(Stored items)
--- start ---

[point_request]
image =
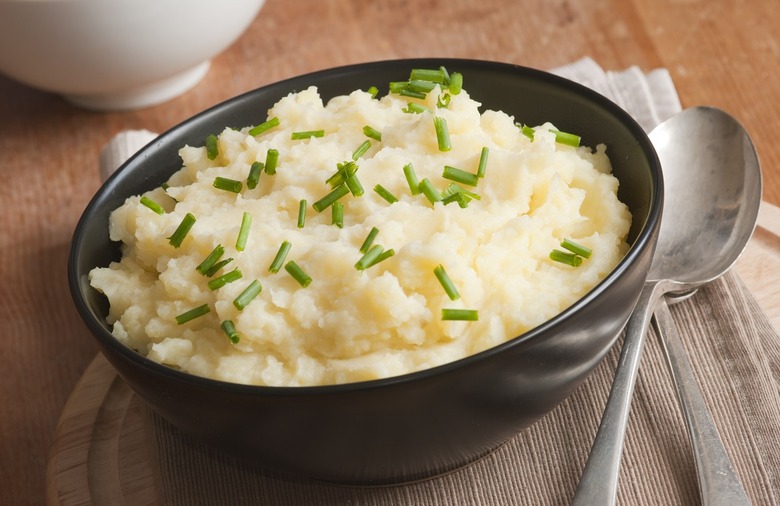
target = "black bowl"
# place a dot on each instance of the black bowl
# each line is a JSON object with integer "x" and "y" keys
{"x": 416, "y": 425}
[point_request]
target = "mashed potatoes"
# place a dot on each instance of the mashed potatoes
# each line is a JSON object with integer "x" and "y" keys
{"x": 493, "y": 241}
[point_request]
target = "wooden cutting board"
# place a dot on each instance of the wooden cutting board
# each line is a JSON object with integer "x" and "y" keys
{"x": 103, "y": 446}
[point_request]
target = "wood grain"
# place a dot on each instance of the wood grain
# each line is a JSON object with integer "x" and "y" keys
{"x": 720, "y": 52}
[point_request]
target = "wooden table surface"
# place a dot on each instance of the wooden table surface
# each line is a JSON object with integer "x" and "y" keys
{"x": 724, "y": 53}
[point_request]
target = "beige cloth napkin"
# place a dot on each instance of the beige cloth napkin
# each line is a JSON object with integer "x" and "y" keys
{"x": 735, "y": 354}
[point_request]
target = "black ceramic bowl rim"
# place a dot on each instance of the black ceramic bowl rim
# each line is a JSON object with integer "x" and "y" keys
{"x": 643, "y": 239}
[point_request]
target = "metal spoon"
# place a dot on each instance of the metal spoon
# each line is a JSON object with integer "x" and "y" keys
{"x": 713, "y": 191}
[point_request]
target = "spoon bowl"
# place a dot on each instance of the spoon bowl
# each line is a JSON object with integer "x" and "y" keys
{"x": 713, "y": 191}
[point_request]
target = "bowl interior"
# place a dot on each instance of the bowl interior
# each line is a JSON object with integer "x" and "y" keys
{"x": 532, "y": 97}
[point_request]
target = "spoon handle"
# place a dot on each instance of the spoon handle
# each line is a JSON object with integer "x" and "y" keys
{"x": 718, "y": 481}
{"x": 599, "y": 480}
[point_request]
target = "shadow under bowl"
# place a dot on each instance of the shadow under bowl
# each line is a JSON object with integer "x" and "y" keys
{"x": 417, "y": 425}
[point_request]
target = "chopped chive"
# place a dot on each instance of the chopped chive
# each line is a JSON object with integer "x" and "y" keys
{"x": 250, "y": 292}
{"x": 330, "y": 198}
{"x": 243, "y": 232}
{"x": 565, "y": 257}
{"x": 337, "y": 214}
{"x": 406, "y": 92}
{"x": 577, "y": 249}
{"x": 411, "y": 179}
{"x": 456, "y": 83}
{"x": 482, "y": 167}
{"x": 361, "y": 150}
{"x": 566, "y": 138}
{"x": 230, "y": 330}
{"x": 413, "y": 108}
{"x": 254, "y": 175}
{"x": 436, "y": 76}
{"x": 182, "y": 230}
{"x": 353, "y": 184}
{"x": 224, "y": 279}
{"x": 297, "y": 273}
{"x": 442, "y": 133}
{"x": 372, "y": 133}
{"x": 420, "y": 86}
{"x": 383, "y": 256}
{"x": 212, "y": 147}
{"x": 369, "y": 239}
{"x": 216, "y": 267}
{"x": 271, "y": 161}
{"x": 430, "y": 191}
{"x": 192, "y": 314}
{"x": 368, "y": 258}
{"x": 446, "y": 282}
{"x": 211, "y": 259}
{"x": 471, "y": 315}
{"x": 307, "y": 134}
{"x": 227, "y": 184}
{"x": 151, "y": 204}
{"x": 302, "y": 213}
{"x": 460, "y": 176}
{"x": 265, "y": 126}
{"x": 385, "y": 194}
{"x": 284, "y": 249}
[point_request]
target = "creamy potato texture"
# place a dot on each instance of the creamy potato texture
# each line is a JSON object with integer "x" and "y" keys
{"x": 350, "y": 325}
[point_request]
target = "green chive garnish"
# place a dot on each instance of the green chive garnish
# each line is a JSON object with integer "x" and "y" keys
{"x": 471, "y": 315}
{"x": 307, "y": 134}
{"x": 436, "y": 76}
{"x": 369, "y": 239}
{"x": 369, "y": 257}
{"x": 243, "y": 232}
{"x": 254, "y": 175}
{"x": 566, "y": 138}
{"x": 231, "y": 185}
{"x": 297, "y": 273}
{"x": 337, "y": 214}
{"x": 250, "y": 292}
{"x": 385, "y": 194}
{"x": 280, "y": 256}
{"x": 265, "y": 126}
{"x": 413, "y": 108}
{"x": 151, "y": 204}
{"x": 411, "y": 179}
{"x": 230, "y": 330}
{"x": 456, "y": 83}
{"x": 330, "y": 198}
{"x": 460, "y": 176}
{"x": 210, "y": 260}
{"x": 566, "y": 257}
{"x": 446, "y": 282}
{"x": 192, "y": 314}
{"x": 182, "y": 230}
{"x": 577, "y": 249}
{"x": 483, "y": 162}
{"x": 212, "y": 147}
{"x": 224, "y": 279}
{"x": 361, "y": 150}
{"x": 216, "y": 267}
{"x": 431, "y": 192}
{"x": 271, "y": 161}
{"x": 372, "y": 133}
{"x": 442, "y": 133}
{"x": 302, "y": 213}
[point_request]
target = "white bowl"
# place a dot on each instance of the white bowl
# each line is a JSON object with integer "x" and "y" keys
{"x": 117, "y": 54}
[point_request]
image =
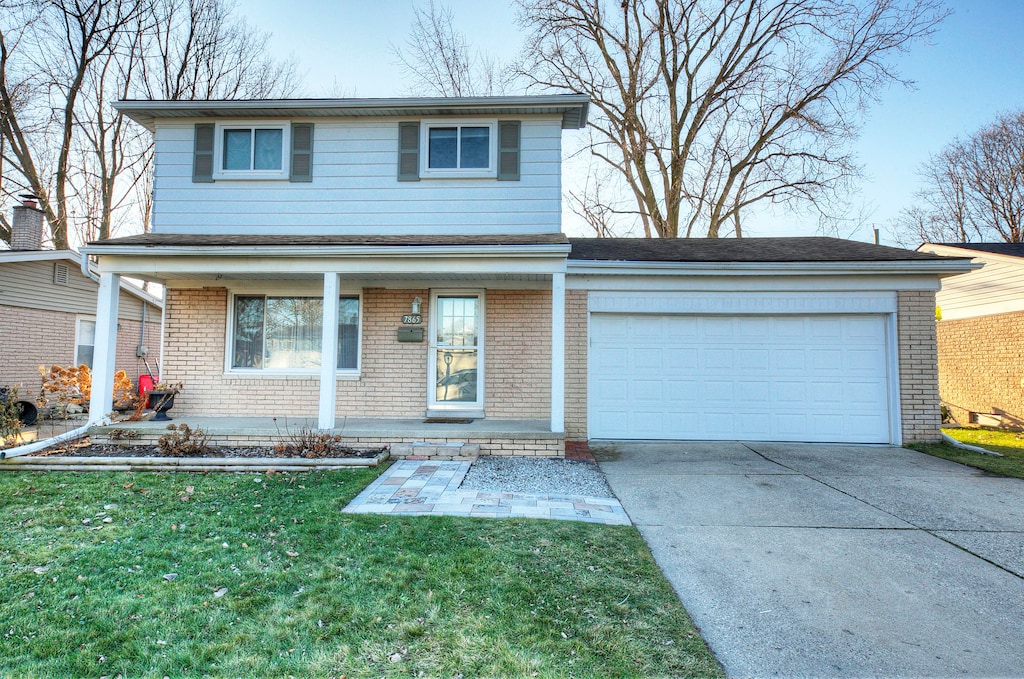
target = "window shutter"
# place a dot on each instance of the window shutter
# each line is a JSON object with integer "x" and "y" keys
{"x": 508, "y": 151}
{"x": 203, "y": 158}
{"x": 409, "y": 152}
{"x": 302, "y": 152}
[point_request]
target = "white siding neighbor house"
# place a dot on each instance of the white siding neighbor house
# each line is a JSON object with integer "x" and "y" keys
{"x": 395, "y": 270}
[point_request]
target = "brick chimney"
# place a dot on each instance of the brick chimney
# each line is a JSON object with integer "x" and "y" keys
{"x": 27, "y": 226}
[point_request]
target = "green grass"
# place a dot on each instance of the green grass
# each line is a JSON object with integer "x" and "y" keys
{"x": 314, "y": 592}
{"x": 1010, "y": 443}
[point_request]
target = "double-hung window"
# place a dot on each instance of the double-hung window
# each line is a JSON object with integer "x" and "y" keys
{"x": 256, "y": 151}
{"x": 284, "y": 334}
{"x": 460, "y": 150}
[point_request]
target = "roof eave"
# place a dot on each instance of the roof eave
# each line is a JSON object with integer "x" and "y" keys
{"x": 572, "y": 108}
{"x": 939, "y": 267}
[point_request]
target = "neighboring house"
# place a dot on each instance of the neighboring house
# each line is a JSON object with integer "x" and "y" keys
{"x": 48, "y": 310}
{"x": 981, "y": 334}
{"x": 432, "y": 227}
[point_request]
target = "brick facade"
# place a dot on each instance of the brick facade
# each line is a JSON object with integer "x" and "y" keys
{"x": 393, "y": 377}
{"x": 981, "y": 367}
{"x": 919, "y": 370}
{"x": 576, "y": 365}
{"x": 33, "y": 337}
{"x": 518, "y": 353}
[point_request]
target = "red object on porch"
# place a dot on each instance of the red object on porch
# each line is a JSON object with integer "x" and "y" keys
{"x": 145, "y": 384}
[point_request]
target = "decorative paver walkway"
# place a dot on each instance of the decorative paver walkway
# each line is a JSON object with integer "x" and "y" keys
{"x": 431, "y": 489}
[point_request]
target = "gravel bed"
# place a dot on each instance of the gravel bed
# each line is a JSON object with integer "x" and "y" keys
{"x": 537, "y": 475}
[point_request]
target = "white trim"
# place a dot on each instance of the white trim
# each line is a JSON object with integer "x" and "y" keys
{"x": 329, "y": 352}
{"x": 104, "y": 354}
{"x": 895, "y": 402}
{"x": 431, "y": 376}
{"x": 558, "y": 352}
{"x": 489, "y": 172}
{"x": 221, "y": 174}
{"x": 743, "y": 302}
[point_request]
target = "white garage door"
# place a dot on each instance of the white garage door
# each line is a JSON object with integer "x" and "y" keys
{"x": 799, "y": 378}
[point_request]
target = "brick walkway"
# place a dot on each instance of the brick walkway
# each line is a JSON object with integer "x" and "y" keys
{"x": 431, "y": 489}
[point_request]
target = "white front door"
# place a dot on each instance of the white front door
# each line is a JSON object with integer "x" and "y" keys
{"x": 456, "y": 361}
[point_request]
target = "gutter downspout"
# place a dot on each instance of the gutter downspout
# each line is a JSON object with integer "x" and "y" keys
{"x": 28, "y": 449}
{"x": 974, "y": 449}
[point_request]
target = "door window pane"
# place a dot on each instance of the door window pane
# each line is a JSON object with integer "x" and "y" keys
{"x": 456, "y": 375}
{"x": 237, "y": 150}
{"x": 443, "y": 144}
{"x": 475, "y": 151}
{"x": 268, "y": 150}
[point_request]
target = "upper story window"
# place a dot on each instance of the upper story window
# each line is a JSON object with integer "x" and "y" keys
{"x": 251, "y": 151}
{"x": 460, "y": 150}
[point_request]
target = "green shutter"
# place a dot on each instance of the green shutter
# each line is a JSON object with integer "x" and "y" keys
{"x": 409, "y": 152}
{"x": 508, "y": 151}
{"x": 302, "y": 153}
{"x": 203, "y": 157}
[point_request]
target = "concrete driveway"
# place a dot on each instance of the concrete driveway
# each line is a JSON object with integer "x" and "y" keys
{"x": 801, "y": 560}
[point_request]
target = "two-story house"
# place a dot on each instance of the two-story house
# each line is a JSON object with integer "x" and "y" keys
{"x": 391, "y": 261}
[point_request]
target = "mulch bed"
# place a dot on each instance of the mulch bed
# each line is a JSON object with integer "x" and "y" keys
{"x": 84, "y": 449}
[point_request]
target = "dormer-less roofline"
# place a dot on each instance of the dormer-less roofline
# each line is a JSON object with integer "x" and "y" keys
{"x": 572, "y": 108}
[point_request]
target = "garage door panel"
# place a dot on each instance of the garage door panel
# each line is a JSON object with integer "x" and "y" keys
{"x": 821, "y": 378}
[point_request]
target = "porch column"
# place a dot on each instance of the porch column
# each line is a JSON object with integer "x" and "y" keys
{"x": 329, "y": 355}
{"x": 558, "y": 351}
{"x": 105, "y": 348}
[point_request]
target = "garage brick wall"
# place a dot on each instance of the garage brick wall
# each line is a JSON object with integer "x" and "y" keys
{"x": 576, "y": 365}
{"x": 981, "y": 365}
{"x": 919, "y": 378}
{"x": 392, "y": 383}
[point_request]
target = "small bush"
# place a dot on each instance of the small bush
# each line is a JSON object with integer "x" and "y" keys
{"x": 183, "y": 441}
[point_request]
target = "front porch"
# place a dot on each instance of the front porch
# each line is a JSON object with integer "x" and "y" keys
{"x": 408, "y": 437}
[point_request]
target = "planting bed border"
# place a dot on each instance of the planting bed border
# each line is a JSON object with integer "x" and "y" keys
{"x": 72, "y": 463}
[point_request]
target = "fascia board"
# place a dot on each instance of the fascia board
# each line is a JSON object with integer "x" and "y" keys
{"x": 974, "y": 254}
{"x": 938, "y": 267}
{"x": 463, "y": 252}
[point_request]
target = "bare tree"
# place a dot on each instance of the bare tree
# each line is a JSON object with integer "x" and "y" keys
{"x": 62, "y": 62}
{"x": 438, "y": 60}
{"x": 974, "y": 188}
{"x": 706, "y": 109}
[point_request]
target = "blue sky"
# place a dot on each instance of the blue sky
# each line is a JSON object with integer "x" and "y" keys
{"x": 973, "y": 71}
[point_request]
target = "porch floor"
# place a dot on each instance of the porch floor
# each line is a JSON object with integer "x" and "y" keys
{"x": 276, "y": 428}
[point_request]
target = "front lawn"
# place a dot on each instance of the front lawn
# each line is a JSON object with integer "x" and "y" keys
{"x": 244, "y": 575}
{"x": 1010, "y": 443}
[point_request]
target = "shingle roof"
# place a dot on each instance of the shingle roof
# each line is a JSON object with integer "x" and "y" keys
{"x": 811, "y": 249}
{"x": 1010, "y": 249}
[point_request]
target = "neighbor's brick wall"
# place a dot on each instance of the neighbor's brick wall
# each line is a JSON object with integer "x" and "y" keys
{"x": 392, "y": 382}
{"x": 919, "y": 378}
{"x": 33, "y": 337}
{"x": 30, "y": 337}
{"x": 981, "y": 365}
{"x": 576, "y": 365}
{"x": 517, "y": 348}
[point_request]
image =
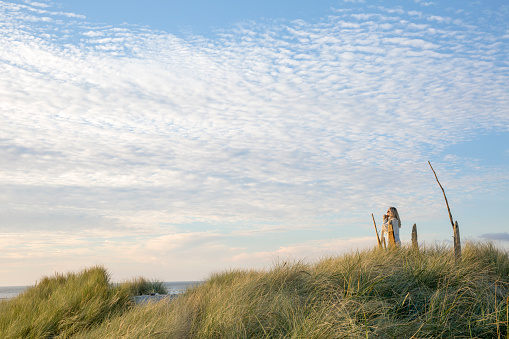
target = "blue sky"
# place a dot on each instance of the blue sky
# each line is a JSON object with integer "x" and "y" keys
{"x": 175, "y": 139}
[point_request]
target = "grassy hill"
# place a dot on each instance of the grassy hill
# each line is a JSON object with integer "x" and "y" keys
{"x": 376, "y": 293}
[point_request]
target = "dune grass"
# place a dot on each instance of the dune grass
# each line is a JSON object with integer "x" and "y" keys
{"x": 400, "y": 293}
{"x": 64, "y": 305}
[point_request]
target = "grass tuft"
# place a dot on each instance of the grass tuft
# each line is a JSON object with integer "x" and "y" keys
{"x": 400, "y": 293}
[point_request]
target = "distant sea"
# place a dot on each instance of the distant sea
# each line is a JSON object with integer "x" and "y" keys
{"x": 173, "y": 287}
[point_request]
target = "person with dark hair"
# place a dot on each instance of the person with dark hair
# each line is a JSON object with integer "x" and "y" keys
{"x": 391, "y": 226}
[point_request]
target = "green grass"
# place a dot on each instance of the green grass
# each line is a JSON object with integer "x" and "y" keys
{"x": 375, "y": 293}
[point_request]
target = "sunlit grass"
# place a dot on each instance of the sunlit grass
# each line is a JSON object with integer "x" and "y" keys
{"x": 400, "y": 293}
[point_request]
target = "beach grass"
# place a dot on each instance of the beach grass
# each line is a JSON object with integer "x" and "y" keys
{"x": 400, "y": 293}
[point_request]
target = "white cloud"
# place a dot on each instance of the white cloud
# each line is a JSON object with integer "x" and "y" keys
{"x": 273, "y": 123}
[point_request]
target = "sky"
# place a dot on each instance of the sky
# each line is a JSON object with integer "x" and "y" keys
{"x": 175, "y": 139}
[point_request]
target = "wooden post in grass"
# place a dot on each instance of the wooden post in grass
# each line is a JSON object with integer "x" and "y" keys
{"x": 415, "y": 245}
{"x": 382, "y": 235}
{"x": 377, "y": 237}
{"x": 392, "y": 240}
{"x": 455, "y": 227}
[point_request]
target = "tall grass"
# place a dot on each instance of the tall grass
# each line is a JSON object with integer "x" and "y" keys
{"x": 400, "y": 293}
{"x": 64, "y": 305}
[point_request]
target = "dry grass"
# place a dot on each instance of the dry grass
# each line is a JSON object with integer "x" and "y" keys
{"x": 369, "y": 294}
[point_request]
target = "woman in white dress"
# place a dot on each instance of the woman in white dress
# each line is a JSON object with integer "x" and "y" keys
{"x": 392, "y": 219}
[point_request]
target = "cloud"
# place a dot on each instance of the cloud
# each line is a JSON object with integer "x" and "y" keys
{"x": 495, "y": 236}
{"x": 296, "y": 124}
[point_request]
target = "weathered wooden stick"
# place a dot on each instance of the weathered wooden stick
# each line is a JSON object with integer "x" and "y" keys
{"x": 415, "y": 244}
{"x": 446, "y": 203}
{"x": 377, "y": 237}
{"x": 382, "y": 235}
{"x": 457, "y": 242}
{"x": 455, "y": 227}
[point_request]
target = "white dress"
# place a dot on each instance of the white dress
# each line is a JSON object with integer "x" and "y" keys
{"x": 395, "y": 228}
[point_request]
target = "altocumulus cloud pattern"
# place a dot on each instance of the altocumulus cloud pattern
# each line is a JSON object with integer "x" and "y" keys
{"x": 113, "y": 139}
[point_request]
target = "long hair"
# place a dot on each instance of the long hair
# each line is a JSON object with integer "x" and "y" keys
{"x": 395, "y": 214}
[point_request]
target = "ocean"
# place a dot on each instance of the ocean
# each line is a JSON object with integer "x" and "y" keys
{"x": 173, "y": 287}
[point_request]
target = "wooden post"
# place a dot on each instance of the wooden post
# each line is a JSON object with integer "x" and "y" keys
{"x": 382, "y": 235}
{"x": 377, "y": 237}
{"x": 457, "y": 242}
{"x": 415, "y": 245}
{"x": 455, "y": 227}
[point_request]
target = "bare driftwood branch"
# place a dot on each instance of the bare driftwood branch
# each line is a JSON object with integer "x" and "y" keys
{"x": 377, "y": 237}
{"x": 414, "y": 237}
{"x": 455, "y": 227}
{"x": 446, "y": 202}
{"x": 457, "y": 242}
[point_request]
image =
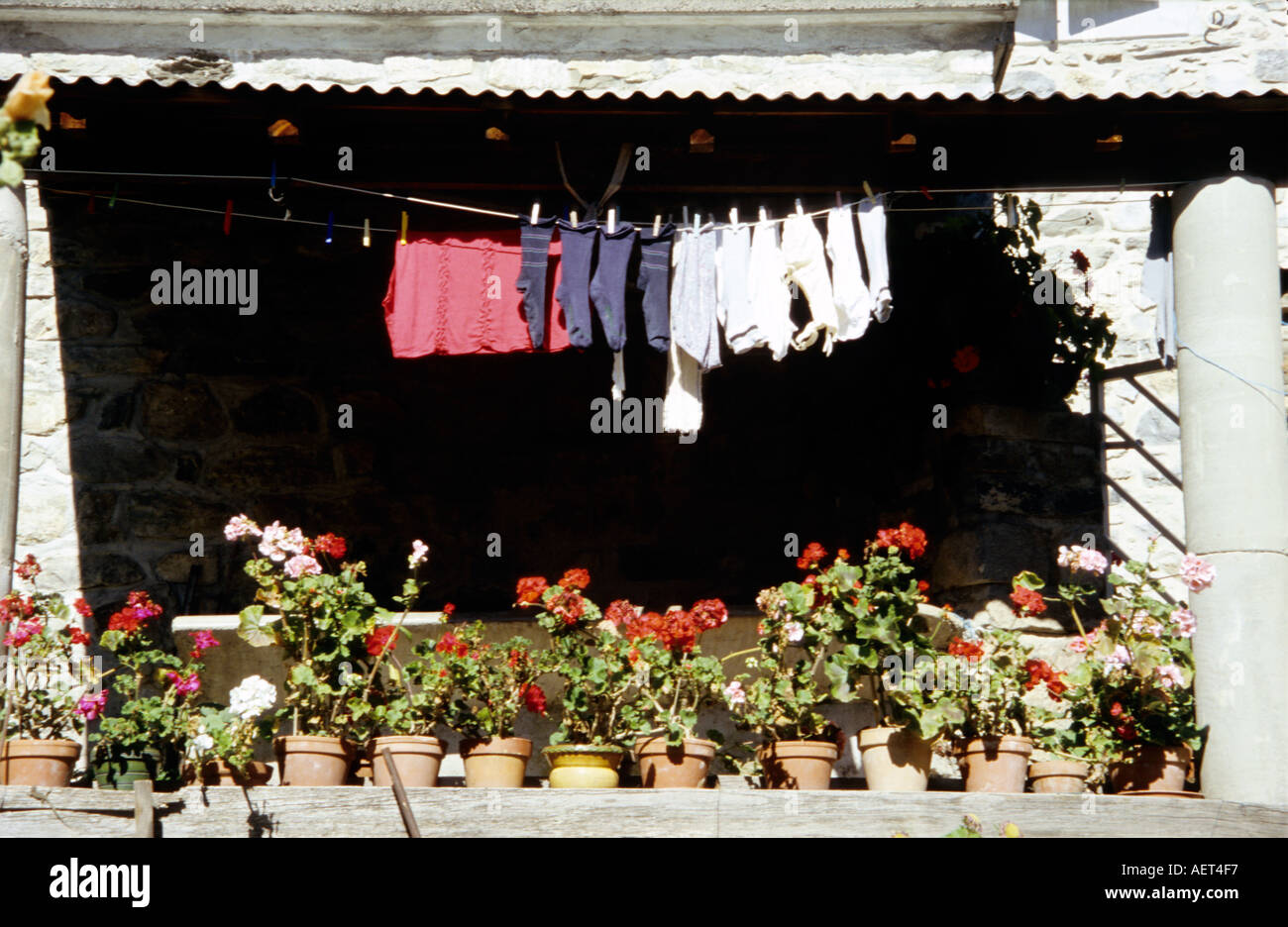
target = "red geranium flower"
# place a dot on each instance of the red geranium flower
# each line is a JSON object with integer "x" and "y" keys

--- end ---

## Written exercise:
Which lines in the entries above contain the word "interior"? Select each of those lines in full, matching case exactly.

## Complete response:
target = "bowl interior"
# place a dot on each instance of the bowl interior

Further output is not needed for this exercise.